:: Supplied material ::
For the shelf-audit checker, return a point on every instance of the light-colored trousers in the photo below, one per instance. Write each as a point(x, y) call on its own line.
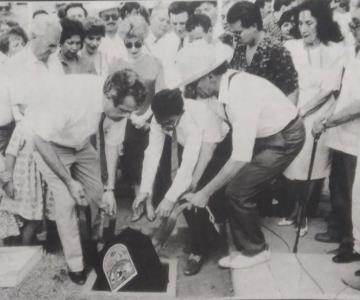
point(84, 166)
point(356, 209)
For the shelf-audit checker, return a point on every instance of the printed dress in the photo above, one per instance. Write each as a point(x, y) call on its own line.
point(28, 183)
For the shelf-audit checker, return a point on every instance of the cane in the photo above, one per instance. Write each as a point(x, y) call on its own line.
point(303, 206)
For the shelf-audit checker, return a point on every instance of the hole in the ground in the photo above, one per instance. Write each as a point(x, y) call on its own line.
point(92, 291)
point(162, 289)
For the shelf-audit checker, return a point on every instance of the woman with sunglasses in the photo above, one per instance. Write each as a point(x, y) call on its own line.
point(134, 30)
point(318, 59)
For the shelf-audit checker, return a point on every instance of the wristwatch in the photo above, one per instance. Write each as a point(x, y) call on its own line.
point(5, 177)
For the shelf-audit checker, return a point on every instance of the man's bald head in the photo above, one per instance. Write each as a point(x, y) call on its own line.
point(44, 36)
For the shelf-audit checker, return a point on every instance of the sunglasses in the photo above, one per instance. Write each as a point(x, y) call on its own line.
point(114, 17)
point(354, 24)
point(4, 8)
point(136, 44)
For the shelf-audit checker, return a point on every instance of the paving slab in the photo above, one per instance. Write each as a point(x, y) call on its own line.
point(310, 274)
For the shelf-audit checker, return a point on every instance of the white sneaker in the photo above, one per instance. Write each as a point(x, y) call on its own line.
point(285, 222)
point(241, 261)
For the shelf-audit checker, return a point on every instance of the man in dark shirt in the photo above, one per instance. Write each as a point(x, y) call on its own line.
point(257, 54)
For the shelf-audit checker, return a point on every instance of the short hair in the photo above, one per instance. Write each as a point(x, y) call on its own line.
point(198, 20)
point(93, 26)
point(134, 27)
point(194, 5)
point(125, 83)
point(39, 26)
point(167, 103)
point(71, 28)
point(279, 3)
point(74, 5)
point(178, 7)
point(128, 7)
point(261, 3)
point(39, 12)
point(326, 28)
point(4, 39)
point(246, 12)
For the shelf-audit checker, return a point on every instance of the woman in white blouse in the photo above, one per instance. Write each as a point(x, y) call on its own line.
point(319, 60)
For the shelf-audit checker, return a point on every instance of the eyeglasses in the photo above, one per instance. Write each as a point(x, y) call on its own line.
point(354, 24)
point(4, 8)
point(136, 44)
point(114, 17)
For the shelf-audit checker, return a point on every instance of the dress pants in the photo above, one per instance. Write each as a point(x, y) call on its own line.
point(202, 232)
point(84, 166)
point(341, 183)
point(271, 156)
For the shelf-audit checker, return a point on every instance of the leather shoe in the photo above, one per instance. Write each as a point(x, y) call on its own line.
point(346, 257)
point(193, 264)
point(78, 277)
point(325, 237)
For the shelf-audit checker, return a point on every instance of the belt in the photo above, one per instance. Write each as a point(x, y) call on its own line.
point(292, 122)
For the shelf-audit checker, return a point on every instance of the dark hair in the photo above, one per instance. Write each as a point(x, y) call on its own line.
point(198, 20)
point(71, 28)
point(195, 4)
point(93, 26)
point(290, 16)
point(128, 7)
point(178, 7)
point(4, 39)
point(261, 3)
point(167, 103)
point(191, 88)
point(125, 83)
point(246, 12)
point(327, 29)
point(74, 5)
point(39, 12)
point(279, 3)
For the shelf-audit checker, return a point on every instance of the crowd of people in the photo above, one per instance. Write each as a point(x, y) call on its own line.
point(218, 105)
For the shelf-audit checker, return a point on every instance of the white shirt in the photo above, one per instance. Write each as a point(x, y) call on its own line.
point(345, 137)
point(255, 108)
point(166, 50)
point(6, 115)
point(191, 132)
point(31, 81)
point(73, 120)
point(112, 48)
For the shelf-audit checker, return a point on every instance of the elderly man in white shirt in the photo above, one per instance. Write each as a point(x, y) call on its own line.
point(267, 134)
point(34, 72)
point(167, 48)
point(70, 165)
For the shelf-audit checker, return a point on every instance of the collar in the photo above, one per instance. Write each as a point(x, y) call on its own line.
point(224, 86)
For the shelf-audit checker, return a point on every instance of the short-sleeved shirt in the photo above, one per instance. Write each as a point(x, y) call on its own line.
point(82, 65)
point(72, 121)
point(255, 109)
point(271, 61)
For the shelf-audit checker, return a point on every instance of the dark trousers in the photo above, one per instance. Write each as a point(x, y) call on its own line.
point(202, 232)
point(341, 181)
point(271, 156)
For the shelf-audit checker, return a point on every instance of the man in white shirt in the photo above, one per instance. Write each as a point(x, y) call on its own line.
point(70, 165)
point(37, 61)
point(169, 45)
point(267, 134)
point(112, 45)
point(159, 26)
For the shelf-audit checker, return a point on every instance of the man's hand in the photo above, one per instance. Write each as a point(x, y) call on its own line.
point(199, 199)
point(165, 207)
point(9, 189)
point(139, 200)
point(77, 192)
point(318, 128)
point(108, 203)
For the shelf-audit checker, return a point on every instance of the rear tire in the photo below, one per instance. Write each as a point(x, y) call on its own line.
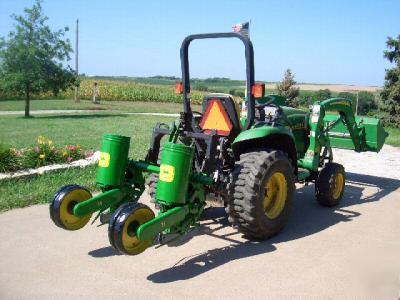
point(261, 193)
point(330, 184)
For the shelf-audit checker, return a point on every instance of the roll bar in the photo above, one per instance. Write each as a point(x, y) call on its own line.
point(249, 54)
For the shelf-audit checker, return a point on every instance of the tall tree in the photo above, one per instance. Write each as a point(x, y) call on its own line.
point(32, 59)
point(287, 87)
point(391, 91)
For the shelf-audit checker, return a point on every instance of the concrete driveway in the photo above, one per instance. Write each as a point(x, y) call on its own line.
point(349, 251)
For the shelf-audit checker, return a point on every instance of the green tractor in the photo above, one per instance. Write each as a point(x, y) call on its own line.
point(250, 161)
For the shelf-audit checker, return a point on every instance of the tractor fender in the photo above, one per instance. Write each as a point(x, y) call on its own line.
point(279, 138)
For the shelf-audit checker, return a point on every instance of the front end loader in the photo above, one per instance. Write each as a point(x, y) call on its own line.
point(250, 161)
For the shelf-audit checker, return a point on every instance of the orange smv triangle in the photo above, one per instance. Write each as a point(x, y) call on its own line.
point(215, 118)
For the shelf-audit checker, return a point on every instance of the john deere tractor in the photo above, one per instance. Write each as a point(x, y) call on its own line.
point(250, 160)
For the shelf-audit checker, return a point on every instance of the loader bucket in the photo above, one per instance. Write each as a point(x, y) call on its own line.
point(372, 139)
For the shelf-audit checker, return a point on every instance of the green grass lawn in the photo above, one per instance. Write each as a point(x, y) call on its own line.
point(84, 129)
point(124, 106)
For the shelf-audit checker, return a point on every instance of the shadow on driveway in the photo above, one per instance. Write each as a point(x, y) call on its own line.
point(307, 219)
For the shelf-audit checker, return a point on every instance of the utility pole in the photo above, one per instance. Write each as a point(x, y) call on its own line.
point(357, 104)
point(76, 58)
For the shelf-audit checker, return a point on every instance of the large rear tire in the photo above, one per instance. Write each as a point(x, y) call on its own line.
point(261, 193)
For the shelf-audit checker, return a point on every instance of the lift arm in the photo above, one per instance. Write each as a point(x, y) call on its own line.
point(319, 134)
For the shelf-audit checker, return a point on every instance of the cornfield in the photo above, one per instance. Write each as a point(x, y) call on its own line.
point(118, 90)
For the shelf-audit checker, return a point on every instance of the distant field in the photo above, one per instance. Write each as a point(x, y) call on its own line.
point(117, 106)
point(338, 88)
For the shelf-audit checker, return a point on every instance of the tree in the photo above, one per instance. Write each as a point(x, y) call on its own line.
point(31, 59)
point(390, 94)
point(287, 88)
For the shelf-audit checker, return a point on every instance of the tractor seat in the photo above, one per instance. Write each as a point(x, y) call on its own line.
point(220, 113)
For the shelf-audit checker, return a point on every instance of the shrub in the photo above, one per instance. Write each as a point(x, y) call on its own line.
point(9, 159)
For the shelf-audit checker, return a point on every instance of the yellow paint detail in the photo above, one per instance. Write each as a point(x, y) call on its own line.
point(167, 173)
point(104, 160)
point(67, 218)
point(275, 195)
point(130, 242)
point(215, 119)
point(339, 185)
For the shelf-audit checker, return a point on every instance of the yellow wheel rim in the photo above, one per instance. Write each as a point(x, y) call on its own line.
point(67, 217)
point(275, 195)
point(339, 184)
point(130, 242)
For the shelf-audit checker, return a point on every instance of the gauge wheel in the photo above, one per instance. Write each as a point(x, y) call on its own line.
point(62, 207)
point(122, 230)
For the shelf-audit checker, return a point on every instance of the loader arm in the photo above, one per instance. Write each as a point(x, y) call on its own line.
point(319, 133)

:: To do ::
Beginning at the line containing "of the cornfield", repeat each line exactly through the last line of the entries, and include no other lines.

:: Result of this task ::
For the shelf-audit checker, return a point on every instance of the cornfield in the photo above, one per instance. Write each as a point(x, y) call on its own line.
point(118, 90)
For the shelf-audit checker, return a point on every instance of the distant field in the photo above, one per instance. Write each as a point(x, y) call on its own line.
point(117, 106)
point(338, 88)
For the shelf-audit checker, return a point on every instance of the tree in the photo above, one per instance. Write each as a point(x, y) call on its own line.
point(31, 59)
point(390, 94)
point(287, 88)
For the shelf-audit checker, return a point on every instance of the tractor seat in the photo above, one per instance. Write each as a point(x, y) call on its own line.
point(220, 113)
For the shelf-audit checker, return a point on every instance of the shrub in the photo above, one per instance. Write each as a point(x, y) call on its own line.
point(9, 159)
For the shelf-audit checker, return a point on every instance of the yellow paint detail in the photo above, one per instance. Write each as a point(x, y) call on its own line.
point(167, 173)
point(104, 160)
point(67, 218)
point(275, 195)
point(130, 242)
point(215, 119)
point(339, 185)
For the shelf-audit checker, return a point on every instance of the yellow wheel rim in the photo above, one per instance. Write each as a point(x, y) call on its own line.
point(67, 217)
point(275, 195)
point(339, 184)
point(130, 242)
For the shelf-audit checker, return a point on every instance of the gauge wheel in the photo above, one per instance. Write each as a point(x, y) call on its own line.
point(62, 207)
point(122, 230)
For the shelf-audit checker, return a point on every instance of the loader arm in the photo above, one per instance. Write each as a point(x, y) call on its own line.
point(319, 133)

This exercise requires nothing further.